**Set task:**
Count how many lines in the entries below contain the string "green", treating uppercase and lowercase as different. Reply with the number alone.

────────

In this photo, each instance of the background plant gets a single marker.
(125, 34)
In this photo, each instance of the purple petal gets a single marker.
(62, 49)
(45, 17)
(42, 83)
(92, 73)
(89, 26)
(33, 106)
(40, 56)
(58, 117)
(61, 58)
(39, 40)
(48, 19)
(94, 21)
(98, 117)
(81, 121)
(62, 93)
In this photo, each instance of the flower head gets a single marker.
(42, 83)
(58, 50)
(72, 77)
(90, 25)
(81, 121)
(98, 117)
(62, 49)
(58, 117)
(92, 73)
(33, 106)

────────

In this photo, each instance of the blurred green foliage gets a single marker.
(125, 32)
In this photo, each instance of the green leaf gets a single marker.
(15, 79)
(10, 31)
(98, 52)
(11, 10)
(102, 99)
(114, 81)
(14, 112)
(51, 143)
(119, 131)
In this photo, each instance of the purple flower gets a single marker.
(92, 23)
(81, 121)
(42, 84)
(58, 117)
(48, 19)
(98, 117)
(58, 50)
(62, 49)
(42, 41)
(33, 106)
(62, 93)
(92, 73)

────────

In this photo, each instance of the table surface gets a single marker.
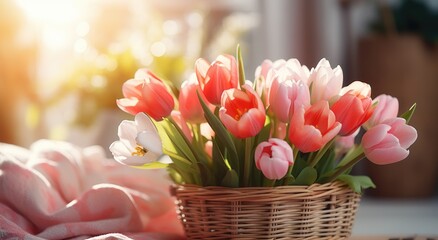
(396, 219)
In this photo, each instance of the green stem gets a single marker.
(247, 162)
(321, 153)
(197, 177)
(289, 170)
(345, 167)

────────

**Full output:**
3